# START OF EXERCISE INPUTS

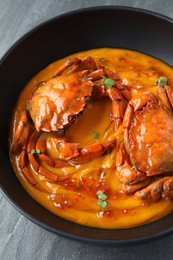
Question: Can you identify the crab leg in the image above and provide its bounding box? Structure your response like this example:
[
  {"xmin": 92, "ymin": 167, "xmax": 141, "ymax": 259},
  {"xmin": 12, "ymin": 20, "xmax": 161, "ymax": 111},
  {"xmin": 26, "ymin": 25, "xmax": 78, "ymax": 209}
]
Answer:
[
  {"xmin": 157, "ymin": 86, "xmax": 172, "ymax": 110},
  {"xmin": 35, "ymin": 133, "xmax": 71, "ymax": 168},
  {"xmin": 70, "ymin": 139, "xmax": 116, "ymax": 165},
  {"xmin": 135, "ymin": 176, "xmax": 173, "ymax": 201},
  {"xmin": 116, "ymin": 143, "xmax": 147, "ymax": 184},
  {"xmin": 12, "ymin": 110, "xmax": 28, "ymax": 154},
  {"xmin": 121, "ymin": 177, "xmax": 151, "ymax": 194}
]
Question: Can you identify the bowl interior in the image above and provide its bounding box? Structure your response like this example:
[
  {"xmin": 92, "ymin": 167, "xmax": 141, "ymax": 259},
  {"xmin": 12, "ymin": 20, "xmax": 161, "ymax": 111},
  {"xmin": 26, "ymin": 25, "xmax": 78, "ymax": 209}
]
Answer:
[{"xmin": 0, "ymin": 7, "xmax": 173, "ymax": 245}]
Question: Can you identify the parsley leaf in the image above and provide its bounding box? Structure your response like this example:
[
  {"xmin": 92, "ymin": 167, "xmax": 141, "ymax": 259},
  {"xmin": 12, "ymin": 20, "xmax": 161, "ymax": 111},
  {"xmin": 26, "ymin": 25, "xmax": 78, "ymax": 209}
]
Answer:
[
  {"xmin": 96, "ymin": 190, "xmax": 108, "ymax": 208},
  {"xmin": 155, "ymin": 76, "xmax": 168, "ymax": 87},
  {"xmin": 102, "ymin": 75, "xmax": 115, "ymax": 88},
  {"xmin": 90, "ymin": 130, "xmax": 100, "ymax": 139}
]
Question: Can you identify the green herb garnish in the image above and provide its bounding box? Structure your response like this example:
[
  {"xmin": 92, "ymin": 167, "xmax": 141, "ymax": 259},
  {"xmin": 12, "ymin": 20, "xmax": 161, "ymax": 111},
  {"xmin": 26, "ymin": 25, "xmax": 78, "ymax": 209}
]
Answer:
[
  {"xmin": 30, "ymin": 149, "xmax": 41, "ymax": 154},
  {"xmin": 132, "ymin": 163, "xmax": 137, "ymax": 171},
  {"xmin": 102, "ymin": 75, "xmax": 115, "ymax": 88},
  {"xmin": 90, "ymin": 130, "xmax": 100, "ymax": 139},
  {"xmin": 96, "ymin": 190, "xmax": 108, "ymax": 208},
  {"xmin": 155, "ymin": 76, "xmax": 168, "ymax": 87},
  {"xmin": 97, "ymin": 200, "xmax": 108, "ymax": 208}
]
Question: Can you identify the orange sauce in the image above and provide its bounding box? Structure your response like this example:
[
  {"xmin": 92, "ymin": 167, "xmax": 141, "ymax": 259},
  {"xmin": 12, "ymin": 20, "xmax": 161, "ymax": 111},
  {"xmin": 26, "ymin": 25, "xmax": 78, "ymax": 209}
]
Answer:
[{"xmin": 10, "ymin": 48, "xmax": 173, "ymax": 229}]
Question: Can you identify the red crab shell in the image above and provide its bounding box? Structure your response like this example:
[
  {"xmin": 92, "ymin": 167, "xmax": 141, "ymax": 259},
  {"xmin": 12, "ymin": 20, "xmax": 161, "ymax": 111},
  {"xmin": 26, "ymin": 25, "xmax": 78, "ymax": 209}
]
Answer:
[
  {"xmin": 129, "ymin": 102, "xmax": 173, "ymax": 176},
  {"xmin": 28, "ymin": 71, "xmax": 94, "ymax": 132}
]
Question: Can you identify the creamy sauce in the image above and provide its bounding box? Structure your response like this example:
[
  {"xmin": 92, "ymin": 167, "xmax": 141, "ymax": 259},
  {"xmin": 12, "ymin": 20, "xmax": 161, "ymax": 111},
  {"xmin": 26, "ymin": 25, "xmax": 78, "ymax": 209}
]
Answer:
[{"xmin": 10, "ymin": 48, "xmax": 173, "ymax": 229}]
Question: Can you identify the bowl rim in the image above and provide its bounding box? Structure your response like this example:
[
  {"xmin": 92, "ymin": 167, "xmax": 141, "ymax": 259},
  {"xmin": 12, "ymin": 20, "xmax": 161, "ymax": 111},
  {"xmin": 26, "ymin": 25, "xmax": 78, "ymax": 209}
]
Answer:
[{"xmin": 0, "ymin": 5, "xmax": 173, "ymax": 246}]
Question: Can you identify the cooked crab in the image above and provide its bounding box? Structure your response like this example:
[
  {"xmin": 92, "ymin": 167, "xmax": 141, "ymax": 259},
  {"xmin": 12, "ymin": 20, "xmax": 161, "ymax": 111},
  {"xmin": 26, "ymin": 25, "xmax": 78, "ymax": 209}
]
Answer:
[
  {"xmin": 116, "ymin": 92, "xmax": 173, "ymax": 201},
  {"xmin": 12, "ymin": 56, "xmax": 131, "ymax": 187}
]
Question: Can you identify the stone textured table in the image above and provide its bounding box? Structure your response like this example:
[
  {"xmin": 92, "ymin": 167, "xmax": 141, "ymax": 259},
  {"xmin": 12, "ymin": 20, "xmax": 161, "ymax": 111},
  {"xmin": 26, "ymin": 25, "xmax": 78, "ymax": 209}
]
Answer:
[{"xmin": 0, "ymin": 0, "xmax": 173, "ymax": 260}]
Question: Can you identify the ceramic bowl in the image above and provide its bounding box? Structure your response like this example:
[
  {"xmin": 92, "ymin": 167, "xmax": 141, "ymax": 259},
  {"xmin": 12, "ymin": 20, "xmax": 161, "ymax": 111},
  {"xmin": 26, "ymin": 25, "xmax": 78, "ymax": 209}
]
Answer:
[{"xmin": 0, "ymin": 6, "xmax": 173, "ymax": 246}]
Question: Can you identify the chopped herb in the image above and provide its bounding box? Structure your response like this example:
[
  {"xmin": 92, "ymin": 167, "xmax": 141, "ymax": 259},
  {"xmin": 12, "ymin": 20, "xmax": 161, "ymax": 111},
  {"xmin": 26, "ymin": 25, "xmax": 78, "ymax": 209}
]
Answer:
[
  {"xmin": 97, "ymin": 200, "xmax": 108, "ymax": 208},
  {"xmin": 102, "ymin": 76, "xmax": 115, "ymax": 88},
  {"xmin": 155, "ymin": 76, "xmax": 168, "ymax": 87},
  {"xmin": 133, "ymin": 163, "xmax": 137, "ymax": 171},
  {"xmin": 90, "ymin": 130, "xmax": 100, "ymax": 139},
  {"xmin": 30, "ymin": 149, "xmax": 35, "ymax": 154},
  {"xmin": 37, "ymin": 81, "xmax": 46, "ymax": 87},
  {"xmin": 96, "ymin": 190, "xmax": 108, "ymax": 208},
  {"xmin": 30, "ymin": 149, "xmax": 41, "ymax": 154}
]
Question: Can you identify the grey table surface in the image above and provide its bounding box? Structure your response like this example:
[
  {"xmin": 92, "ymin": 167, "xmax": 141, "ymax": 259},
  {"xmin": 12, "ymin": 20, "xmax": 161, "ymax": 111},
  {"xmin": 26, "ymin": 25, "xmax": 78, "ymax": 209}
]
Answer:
[{"xmin": 0, "ymin": 0, "xmax": 173, "ymax": 260}]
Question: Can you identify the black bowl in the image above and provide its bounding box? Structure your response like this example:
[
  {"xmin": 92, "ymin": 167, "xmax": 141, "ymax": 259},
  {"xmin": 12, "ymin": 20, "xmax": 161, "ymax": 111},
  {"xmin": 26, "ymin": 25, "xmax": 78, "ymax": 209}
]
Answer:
[{"xmin": 0, "ymin": 7, "xmax": 173, "ymax": 246}]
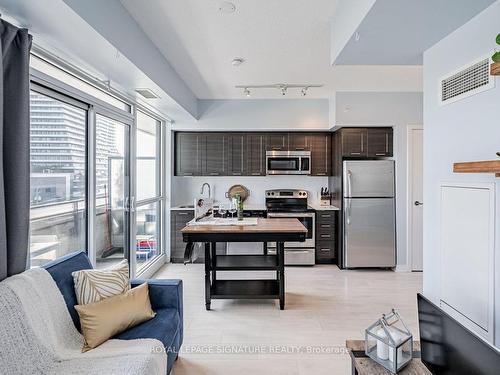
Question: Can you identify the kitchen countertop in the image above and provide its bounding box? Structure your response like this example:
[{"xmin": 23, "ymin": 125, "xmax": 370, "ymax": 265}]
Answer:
[
  {"xmin": 170, "ymin": 202, "xmax": 267, "ymax": 211},
  {"xmin": 309, "ymin": 203, "xmax": 340, "ymax": 211},
  {"xmin": 170, "ymin": 202, "xmax": 340, "ymax": 211}
]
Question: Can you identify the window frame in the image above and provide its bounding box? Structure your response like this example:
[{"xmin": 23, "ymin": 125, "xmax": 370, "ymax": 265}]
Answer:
[{"xmin": 30, "ymin": 54, "xmax": 171, "ymax": 277}]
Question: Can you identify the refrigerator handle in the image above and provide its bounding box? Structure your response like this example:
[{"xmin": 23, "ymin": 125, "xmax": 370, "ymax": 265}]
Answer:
[
  {"xmin": 346, "ymin": 198, "xmax": 352, "ymax": 225},
  {"xmin": 347, "ymin": 169, "xmax": 352, "ymax": 198}
]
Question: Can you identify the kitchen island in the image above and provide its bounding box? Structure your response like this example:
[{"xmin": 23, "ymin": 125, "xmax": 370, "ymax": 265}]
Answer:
[{"xmin": 181, "ymin": 218, "xmax": 307, "ymax": 310}]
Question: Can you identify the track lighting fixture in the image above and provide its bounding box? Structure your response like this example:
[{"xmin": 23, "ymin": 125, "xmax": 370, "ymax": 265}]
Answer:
[{"xmin": 235, "ymin": 83, "xmax": 323, "ymax": 97}]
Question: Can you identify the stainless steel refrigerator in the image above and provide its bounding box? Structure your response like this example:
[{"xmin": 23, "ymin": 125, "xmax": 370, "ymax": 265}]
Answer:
[{"xmin": 342, "ymin": 160, "xmax": 396, "ymax": 268}]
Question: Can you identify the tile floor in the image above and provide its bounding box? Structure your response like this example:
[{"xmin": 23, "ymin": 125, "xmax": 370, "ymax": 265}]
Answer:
[{"xmin": 156, "ymin": 264, "xmax": 422, "ymax": 375}]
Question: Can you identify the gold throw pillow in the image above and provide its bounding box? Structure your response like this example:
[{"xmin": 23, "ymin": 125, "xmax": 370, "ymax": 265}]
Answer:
[
  {"xmin": 75, "ymin": 283, "xmax": 156, "ymax": 352},
  {"xmin": 71, "ymin": 259, "xmax": 130, "ymax": 305}
]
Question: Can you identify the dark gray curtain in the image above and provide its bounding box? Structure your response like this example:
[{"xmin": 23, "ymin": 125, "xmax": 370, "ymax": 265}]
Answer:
[{"xmin": 0, "ymin": 20, "xmax": 31, "ymax": 280}]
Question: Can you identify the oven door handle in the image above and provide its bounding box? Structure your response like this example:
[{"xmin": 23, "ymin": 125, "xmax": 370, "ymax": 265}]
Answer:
[{"xmin": 267, "ymin": 212, "xmax": 315, "ymax": 219}]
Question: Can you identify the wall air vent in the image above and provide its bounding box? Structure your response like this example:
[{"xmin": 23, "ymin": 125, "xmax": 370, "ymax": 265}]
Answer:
[
  {"xmin": 440, "ymin": 57, "xmax": 495, "ymax": 104},
  {"xmin": 135, "ymin": 89, "xmax": 159, "ymax": 99}
]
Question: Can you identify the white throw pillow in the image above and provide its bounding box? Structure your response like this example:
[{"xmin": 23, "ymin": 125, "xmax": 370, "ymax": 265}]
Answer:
[{"xmin": 71, "ymin": 259, "xmax": 130, "ymax": 305}]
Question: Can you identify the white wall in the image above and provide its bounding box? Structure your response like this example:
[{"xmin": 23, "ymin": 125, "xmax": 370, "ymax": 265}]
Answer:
[
  {"xmin": 424, "ymin": 1, "xmax": 500, "ymax": 346},
  {"xmin": 335, "ymin": 92, "xmax": 425, "ymax": 270},
  {"xmin": 330, "ymin": 0, "xmax": 376, "ymax": 64},
  {"xmin": 172, "ymin": 99, "xmax": 330, "ymax": 131}
]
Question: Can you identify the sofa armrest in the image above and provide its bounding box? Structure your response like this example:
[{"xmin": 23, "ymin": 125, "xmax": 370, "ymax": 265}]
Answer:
[{"xmin": 130, "ymin": 279, "xmax": 183, "ymax": 320}]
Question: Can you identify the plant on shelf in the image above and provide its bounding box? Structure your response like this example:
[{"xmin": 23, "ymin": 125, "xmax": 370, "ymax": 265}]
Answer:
[{"xmin": 491, "ymin": 34, "xmax": 500, "ymax": 63}]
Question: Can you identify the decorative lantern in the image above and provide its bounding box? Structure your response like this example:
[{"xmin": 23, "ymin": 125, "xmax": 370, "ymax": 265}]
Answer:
[{"xmin": 365, "ymin": 309, "xmax": 413, "ymax": 374}]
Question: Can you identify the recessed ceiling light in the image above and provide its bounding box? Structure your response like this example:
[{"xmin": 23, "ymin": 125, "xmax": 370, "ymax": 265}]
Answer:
[
  {"xmin": 219, "ymin": 1, "xmax": 236, "ymax": 14},
  {"xmin": 135, "ymin": 88, "xmax": 159, "ymax": 99},
  {"xmin": 231, "ymin": 57, "xmax": 245, "ymax": 66}
]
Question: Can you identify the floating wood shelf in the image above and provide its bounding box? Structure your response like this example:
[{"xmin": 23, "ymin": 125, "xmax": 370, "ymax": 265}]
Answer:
[
  {"xmin": 490, "ymin": 63, "xmax": 500, "ymax": 76},
  {"xmin": 453, "ymin": 160, "xmax": 500, "ymax": 177}
]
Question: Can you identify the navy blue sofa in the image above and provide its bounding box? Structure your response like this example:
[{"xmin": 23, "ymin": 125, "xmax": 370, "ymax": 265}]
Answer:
[{"xmin": 44, "ymin": 252, "xmax": 183, "ymax": 374}]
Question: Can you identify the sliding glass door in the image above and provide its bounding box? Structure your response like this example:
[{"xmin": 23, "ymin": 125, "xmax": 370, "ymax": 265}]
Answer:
[
  {"xmin": 93, "ymin": 113, "xmax": 133, "ymax": 268},
  {"xmin": 30, "ymin": 59, "xmax": 167, "ymax": 277}
]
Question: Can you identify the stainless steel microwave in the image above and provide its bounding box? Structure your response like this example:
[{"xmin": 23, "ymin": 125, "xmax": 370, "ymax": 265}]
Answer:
[{"xmin": 266, "ymin": 151, "xmax": 311, "ymax": 175}]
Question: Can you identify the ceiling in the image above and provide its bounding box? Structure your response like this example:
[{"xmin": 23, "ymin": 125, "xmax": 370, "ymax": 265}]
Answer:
[
  {"xmin": 120, "ymin": 0, "xmax": 422, "ymax": 99},
  {"xmin": 335, "ymin": 0, "xmax": 495, "ymax": 65}
]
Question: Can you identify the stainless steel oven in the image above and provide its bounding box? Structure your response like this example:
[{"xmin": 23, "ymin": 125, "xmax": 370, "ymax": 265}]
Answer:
[
  {"xmin": 266, "ymin": 151, "xmax": 311, "ymax": 175},
  {"xmin": 266, "ymin": 189, "xmax": 316, "ymax": 266}
]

# END OF EXERCISE INPUTS

- TASK INSTRUCTIONS
Pick out every line above that contains the word "refrigerator", and copy each one. Case matters.

- EXERCISE RESPONSE
Question: Can you identify the refrigerator handle in the image above and provide its bounding box? Structure your response like this example:
Question: Can you identify the stainless steel refrigerator in the image above and provide its bounding box? Structure your response like this example:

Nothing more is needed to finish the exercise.